Only the pictures are left out: repeat the rest of the entries exactly.
--- Data for processing ---
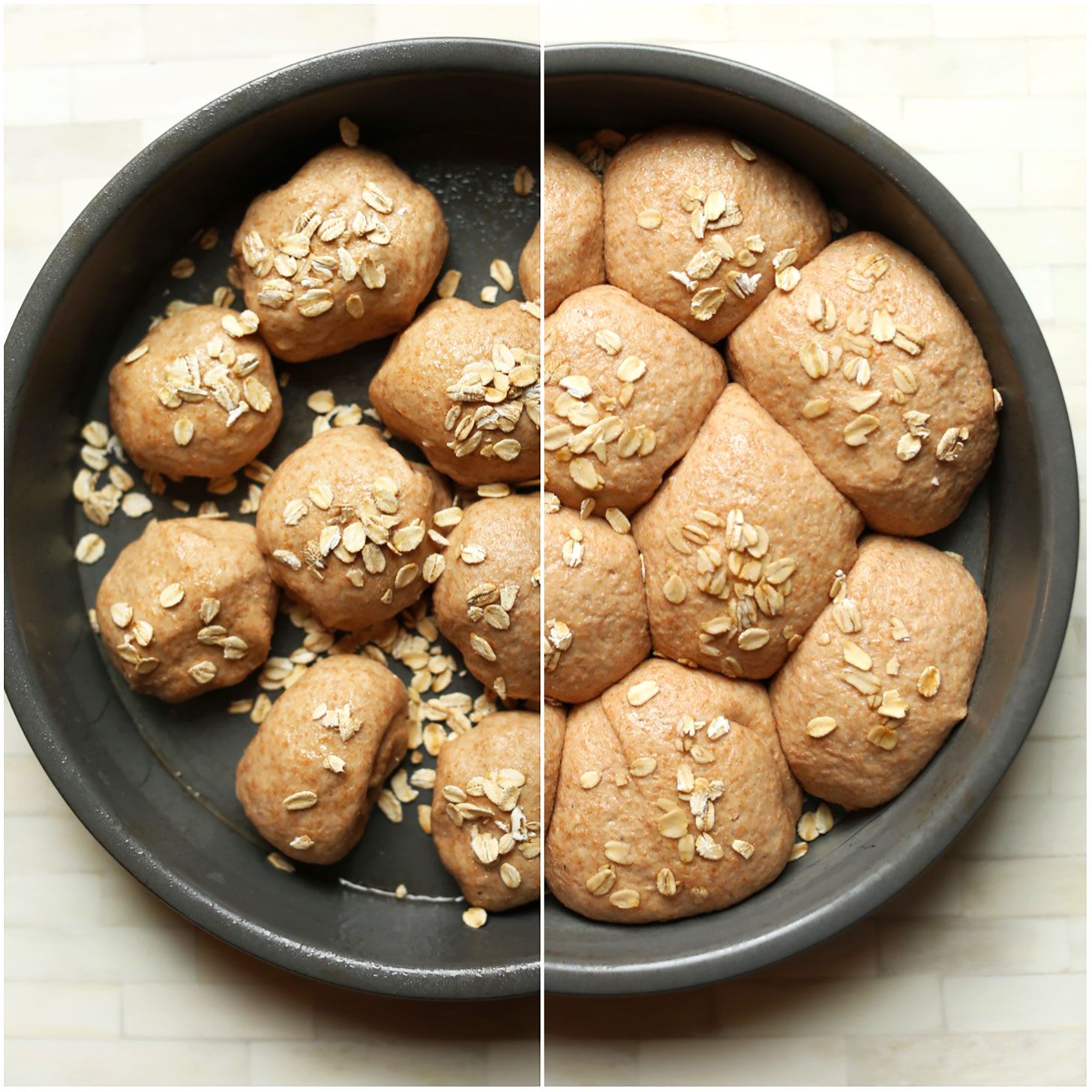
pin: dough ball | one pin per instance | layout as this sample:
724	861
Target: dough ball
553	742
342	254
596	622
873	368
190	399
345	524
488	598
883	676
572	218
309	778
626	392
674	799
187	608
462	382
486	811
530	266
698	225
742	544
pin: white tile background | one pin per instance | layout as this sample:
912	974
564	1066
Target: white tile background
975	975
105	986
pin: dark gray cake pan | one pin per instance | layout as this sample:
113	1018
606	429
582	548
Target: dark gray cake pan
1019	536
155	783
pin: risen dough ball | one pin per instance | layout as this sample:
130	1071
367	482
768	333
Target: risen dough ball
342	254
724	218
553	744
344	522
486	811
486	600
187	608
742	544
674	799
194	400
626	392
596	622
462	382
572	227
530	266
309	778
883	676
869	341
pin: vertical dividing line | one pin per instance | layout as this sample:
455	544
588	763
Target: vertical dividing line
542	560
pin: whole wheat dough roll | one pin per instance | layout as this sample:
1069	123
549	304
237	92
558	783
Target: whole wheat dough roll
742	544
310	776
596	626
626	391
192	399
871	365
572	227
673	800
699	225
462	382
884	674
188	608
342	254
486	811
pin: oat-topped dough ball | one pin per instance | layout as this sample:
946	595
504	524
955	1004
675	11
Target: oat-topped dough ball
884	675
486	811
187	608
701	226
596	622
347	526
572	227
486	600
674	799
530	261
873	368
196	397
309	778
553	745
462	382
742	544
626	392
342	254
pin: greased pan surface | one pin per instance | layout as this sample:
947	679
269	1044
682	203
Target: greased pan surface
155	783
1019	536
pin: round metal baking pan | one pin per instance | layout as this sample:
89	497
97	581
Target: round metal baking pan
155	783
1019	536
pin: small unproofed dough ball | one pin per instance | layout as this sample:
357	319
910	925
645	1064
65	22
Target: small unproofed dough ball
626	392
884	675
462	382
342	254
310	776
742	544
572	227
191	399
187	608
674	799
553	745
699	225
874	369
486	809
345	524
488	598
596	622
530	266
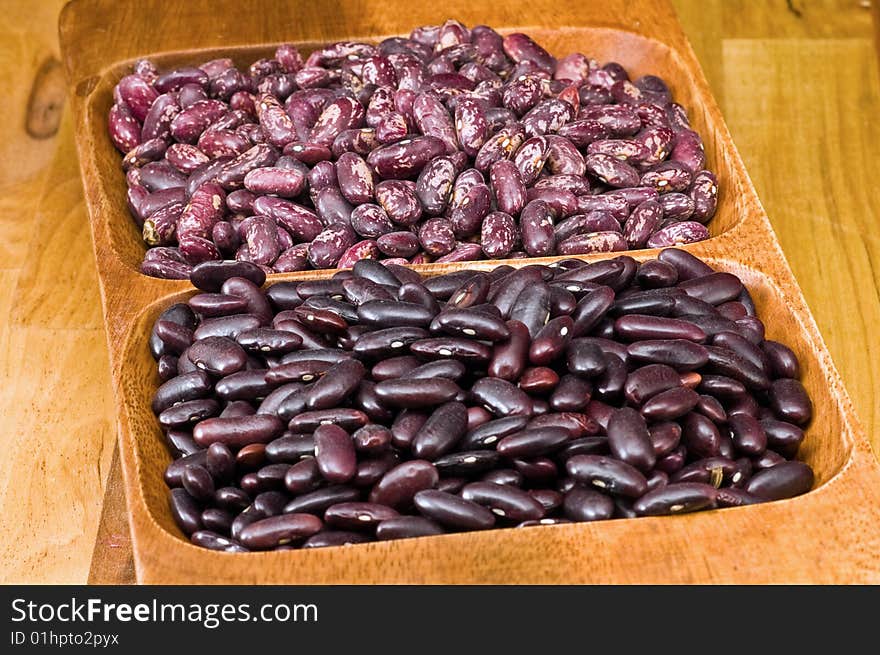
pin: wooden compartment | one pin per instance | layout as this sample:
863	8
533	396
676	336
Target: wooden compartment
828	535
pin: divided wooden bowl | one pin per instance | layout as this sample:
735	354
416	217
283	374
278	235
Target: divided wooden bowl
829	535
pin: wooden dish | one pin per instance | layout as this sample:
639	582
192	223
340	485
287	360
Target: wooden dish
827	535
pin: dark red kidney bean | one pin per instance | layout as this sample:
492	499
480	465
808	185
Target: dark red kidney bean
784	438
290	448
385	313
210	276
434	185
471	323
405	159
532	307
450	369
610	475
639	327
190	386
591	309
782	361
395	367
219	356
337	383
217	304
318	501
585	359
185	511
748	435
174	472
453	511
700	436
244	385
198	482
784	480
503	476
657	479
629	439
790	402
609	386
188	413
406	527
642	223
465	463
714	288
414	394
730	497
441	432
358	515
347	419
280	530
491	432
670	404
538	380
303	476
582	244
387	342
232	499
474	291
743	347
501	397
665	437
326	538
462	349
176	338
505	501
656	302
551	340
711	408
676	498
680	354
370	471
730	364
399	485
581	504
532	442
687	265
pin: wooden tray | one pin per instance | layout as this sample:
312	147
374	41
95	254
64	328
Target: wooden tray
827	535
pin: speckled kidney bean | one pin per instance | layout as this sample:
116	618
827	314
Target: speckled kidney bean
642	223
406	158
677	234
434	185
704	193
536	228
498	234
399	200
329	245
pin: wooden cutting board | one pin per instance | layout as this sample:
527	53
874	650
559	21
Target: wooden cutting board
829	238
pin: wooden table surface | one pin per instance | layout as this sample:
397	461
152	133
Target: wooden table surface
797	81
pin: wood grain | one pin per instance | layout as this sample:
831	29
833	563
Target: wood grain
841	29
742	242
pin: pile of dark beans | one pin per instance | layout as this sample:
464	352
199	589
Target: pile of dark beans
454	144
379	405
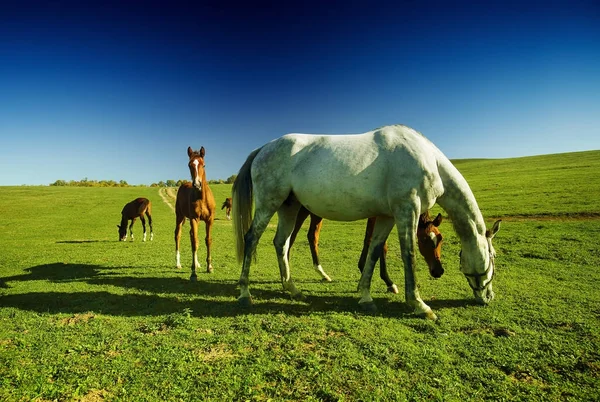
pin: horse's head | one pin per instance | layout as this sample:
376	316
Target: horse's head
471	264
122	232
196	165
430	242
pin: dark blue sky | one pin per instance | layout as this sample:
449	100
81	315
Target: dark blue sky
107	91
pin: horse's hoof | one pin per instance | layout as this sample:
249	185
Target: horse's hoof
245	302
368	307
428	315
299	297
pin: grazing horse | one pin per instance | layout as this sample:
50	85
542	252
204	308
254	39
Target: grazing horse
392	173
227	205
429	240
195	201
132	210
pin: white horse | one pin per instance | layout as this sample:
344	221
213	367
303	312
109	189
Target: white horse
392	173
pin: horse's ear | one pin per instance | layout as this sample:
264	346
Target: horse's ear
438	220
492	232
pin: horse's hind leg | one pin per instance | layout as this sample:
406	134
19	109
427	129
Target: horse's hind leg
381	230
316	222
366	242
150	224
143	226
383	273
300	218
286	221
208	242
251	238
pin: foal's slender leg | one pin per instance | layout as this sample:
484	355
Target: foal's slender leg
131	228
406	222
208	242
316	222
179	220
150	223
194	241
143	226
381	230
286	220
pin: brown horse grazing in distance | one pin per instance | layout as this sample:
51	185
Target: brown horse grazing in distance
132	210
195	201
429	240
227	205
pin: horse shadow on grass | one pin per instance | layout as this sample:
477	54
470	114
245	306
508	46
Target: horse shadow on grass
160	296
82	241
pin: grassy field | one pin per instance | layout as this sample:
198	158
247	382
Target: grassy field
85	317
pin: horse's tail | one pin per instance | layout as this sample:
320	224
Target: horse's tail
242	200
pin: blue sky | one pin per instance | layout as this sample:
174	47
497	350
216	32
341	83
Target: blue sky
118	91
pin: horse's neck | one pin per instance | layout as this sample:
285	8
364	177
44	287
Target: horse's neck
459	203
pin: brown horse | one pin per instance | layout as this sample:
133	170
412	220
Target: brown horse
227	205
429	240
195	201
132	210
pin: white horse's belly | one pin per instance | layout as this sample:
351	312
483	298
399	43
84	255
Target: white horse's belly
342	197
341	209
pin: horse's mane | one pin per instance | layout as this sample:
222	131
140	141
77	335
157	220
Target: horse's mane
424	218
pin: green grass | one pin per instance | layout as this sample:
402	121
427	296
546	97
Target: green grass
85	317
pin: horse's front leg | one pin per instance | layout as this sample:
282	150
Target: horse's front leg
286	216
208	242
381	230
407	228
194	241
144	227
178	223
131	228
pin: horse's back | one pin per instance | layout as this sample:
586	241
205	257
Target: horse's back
---
## Final answer
pin: dough ball | one pin per instance | layout as this sample:
724	861
Target: dough ball
553	742
342	254
596	622
873	368
190	399
345	524
488	598
883	676
572	218
309	778
626	392
674	799
187	608
462	382
486	811
530	266
698	225
742	544
pin: white tile background | one pin per instance | layout as this sample:
912	974
564	1066
Target: white tile background
975	975
105	986
pin: dark gray cake pan | one pin per instance | layout as this sample:
113	1018
606	429
582	548
Target: dark gray cake pan
1019	536
155	783
pin: risen dough ball | one pin per instance | layout as this sample:
130	1071
367	482
768	333
Target: risen dough ball
342	254
724	218
553	744
344	522
486	811
486	600
187	608
742	544
674	799
194	400
626	392
596	622
462	382
572	227
530	266
309	778
883	676
869	341
pin: vertical dividing line | one pin per instance | layout as this sample:
455	544
588	763
Target: vertical dividing line
542	560
pin: whole wheat dough roll | one pin per instance | layout as this sample:
1069	123
549	304
237	92
558	783
Target: whole wheat dough roll
742	544
310	776
596	626
626	391
192	399
871	365
572	227
673	800
699	225
462	382
884	674
188	608
342	254
486	811
pin: oat-topped dough ball | one pin per instance | layout as this sample:
946	595
504	524
955	1004
675	11
Target: oat-topped dough ball
884	675
486	811
187	608
701	226
596	622
347	526
572	227
486	600
674	799
530	261
873	368
196	397
309	778
553	745
462	382
742	544
626	392
342	254
pin: greased pan surface | one pin per instance | layout as this sample:
947	679
269	1044
682	203
Target: greased pan surface
155	783
1019	536
pin: round metal baking pan | one pin per instance | layout as this sample:
89	497
97	581
Target: round metal baking pan
155	783
1019	536
pin: small unproofed dough ball | one pin per instance | layout as this sample:
357	319
910	925
645	1064
65	22
Target: small unproofed dough ball
626	392
884	675
462	382
342	254
310	776
742	544
572	227
191	399
187	608
674	799
553	745
699	225
874	369
486	809
345	524
488	598
596	622
530	266
pin: wooden compartment | one pin per instance | layout as this sample:
863	8
533	396
676	336
Target: wooden compartment
828	535
pin: divided wooden bowl | one pin per instance | layout as this sample:
735	354
416	217
283	374
278	235
Target: divided wooden bowl
829	535
pin: wooden dish | one pin per instance | layout as this sample:
639	582
192	223
340	485
287	360
Target: wooden dish
827	535
pin: dark red kidney bean | one pin per instance | layout as this sample:
492	499
480	465
808	185
Target: dark red kidney bean
784	438
290	448
385	313
210	276
434	185
471	323
405	159
532	307
450	369
610	475
639	327
190	386
591	309
782	361
395	367
219	356
337	383
217	304
318	501
585	359
185	511
748	435
174	472
453	511
700	436
244	385
198	482
784	480
503	476
657	479
629	439
790	402
609	386
188	413
406	527
642	223
465	463
714	288
414	394
730	497
441	432
358	515
347	419
280	530
491	432
670	404
538	380
303	476
582	244
387	342
232	499
474	291
743	347
501	397
665	437
326	538
462	349
176	338
505	501
656	302
551	340
711	408
676	498
680	354
370	471
730	364
399	485
581	504
532	442
687	265
pin: wooden tray | one pin per instance | layout as this sample:
312	147
374	41
95	254
64	328
Target: wooden tray
827	535
pin: speckled kidney bean | one pin per instance | layout as this sample:
116	618
827	314
Target: speckled kidney bean
642	223
406	158
677	234
434	185
704	193
536	228
498	234
399	200
329	245
pin: wooden cutting board | one pin per instance | layout as this sample:
527	53
874	650
559	21
Target: wooden cutting board
829	238
pin: wooden table surface | one pin per instance | layout as this sample:
397	461
152	133
Target: wooden table surface
797	81
pin: wood grain | one pin per instance | layout as this sample:
831	29
833	563
Target: wood grain
841	29
742	242
pin: pile of dark beans | one pin per instance | layout as this sample:
464	352
199	589
Target: pile of dark beans
454	144
379	405
pin: horse's head | one pin per instance | layout as this sample:
376	316
Target: horse's head
471	264
122	232
196	165
430	242
pin: dark blue sky | one pin per instance | layout as this sample:
449	100
81	315
Target: dark blue sky
107	91
pin: horse's hoof | one pin per instance | layout as this sample:
249	185
Target: horse's hoof
245	302
368	307
428	315
299	297
pin: grazing horse | one pin per instance | layout as this sample:
50	85
542	252
204	308
254	39
Target: grazing horse
392	173
227	205
429	240
195	201
132	210
pin: white horse | one pin per instance | layout as this sample:
344	221
213	367
303	312
109	189
Target: white horse
392	173
pin: horse's ear | one pin per instance | layout as this sample:
264	346
Target: horse's ear
438	220
492	232
pin: horse's hind leg | one pin per instance | layout as this sample:
406	134
19	109
427	129
Target: horse's hind leg
381	230
316	222
366	242
150	224
143	226
383	273
300	218
286	221
208	242
251	238
pin: foal's slender leg | one pin per instance | layout as this sample:
484	355
Target: foal's slender leg
131	228
406	222
208	242
316	222
179	220
150	223
194	241
143	226
381	230
286	220
pin: brown horse grazing in distance | one pin per instance | layout as this sample:
51	185
Target: brown horse grazing in distance
132	210
195	201
429	240
227	205
pin: horse shadow on grass | one pin per instance | layout as this sample:
477	54
470	114
245	306
508	46
Target: horse shadow on grass
160	296
82	241
pin: grassy field | one pin per instance | layout as this sample:
198	158
247	382
Target: grassy field
85	317
pin: horse's tail | one pin per instance | layout as this sample:
320	224
Target: horse's tail
242	200
pin: blue sky | one pin per instance | layout as this sample:
174	47
497	350
216	32
341	83
Target: blue sky
118	91
pin: horse's neck | one pin per instance | layout as this sample:
285	8
364	177
44	287
Target: horse's neck
459	203
pin: brown horse | one pin per instance | layout as this sample:
133	170
412	220
Target: brown horse
227	205
429	240
195	201
132	210
pin: white horse's belly | one pin per instance | layout as this sample:
351	312
483	298
399	43
84	255
Target: white horse's belly
342	197
341	209
pin: horse's mane | one pin per instance | layout as this sample:
222	131
140	141
77	335
157	220
Target: horse's mane
424	218
pin: green grass | one pin per instance | layout as this sample:
402	121
427	296
546	97
Target: green grass
85	317
pin: horse's front leg | one pin per instance | layout as this sample:
282	150
Target: horse's front leg
286	216
208	242
381	230
407	228
194	241
144	227
178	223
131	228
pin: horse's back | one pin per instance | layout as this sample:
586	241
205	257
Target: horse's back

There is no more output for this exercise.